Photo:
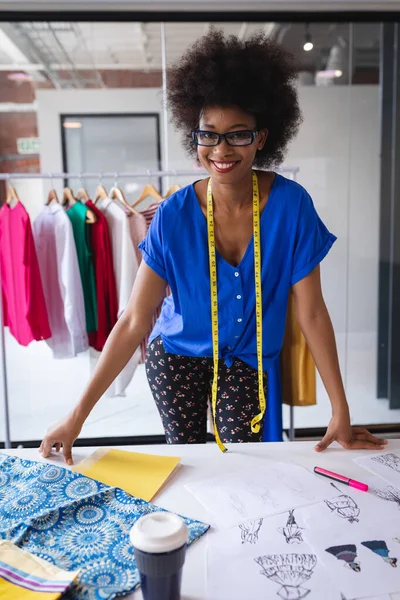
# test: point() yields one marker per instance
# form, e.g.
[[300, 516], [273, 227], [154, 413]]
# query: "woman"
[[236, 104]]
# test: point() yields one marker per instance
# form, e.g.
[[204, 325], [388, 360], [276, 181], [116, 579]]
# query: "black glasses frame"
[[225, 136]]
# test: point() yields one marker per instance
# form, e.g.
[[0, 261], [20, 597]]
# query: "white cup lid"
[[159, 532]]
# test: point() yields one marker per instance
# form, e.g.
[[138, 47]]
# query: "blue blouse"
[[294, 241]]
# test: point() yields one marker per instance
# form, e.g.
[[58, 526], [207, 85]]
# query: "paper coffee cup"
[[159, 540]]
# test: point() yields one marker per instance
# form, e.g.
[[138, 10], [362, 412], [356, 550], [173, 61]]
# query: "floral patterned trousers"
[[181, 387]]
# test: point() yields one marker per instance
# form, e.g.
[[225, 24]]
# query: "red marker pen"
[[351, 482]]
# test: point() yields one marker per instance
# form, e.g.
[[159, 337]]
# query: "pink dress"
[[24, 307]]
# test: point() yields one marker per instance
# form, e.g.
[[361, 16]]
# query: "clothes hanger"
[[172, 189], [117, 194], [82, 194], [148, 190], [12, 195], [68, 197], [101, 192], [52, 195]]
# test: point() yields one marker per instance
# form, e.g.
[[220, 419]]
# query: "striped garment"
[[24, 576]]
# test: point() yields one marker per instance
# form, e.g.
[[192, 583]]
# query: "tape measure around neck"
[[255, 423]]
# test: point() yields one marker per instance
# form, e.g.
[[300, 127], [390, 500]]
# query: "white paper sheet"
[[260, 492], [350, 509], [366, 561], [266, 558], [384, 464]]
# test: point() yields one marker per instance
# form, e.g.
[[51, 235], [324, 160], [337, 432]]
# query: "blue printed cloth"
[[75, 523]]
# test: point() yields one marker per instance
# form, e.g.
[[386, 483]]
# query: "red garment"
[[106, 288], [24, 307]]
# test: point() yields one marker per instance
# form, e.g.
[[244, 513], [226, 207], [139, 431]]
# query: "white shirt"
[[125, 268], [62, 286]]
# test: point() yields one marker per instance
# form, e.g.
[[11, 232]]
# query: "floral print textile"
[[75, 523]]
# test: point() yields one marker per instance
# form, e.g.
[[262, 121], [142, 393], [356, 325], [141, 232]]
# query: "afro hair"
[[256, 75]]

= = = = =

Repeat the data exactly, dropping every picture it holds.

Photo:
# test: point() yields one marker per instance
# form, e.g.
[[300, 516], [273, 227], [154, 413]]
# query: "woman"
[[236, 104]]
# test: point() yields one marker per instance
# form, e.g.
[[204, 325], [388, 360], [276, 181], [116, 579]]
# query: "black glasses frame"
[[225, 136]]
# test: point() yields one marker per instance
# form, e.g.
[[0, 261], [20, 597]]
# query: "white cup lid"
[[159, 532]]
# test: point() yields one marker per instance
# form, e.g.
[[138, 47]]
# query: "blue blouse"
[[294, 241]]
# test: point() yields one marker per instance
# form, e.g.
[[58, 526], [207, 85]]
# query: "paper coffee cup"
[[159, 540]]
# test: point() yields one marker per instance
# form, e.g.
[[138, 10], [362, 412], [356, 550], [173, 61]]
# query: "floral patterned trousers"
[[181, 387]]
# test: point() yields one marker per instance
# form, e.g.
[[225, 24]]
# query: "red marker pen"
[[351, 482]]
# test: point() yields one marker per instance
# form, e.g.
[[159, 337]]
# query: "pink dress"
[[24, 307]]
# test: point() yields one marker per instance
# form, e.g.
[[361, 16]]
# query: "clothes hanger"
[[172, 189], [117, 194], [82, 194], [148, 190], [12, 195], [68, 197], [101, 192], [52, 195]]
# test: point() yields one marker per instance
# form, e.g.
[[220, 419]]
# query: "striped garment"
[[24, 576]]
# test: point() yields one marker per instance
# form, e.g.
[[192, 583]]
# query: "tape measure around neck"
[[255, 423]]
# test: point() yields one marker per instance
# form, e.g.
[[300, 127], [390, 500]]
# query: "white paper sheet"
[[260, 492], [350, 509], [366, 561], [266, 558], [384, 464]]
# test: point() yields one marker per instance
# form, e.g.
[[51, 235], [324, 160], [337, 432]]
# query: "blue printed cloth"
[[75, 523]]
# test: point() yields one marker per instance
# form, e.g.
[[386, 483]]
# query: "red garment"
[[106, 288], [24, 307]]
# test: point() yields one marker per instance
# form, e.g.
[[244, 513], [226, 207], [139, 431]]
# query: "white shirt"
[[125, 268], [62, 286]]
# test: point() yields one marker per instance
# form, e.g.
[[11, 232]]
# query: "floral print textile"
[[75, 523]]
# test: point() yields one marker per instance
# form, e.g.
[[262, 121], [142, 393], [356, 325], [141, 232]]
# query: "afro hair"
[[256, 75]]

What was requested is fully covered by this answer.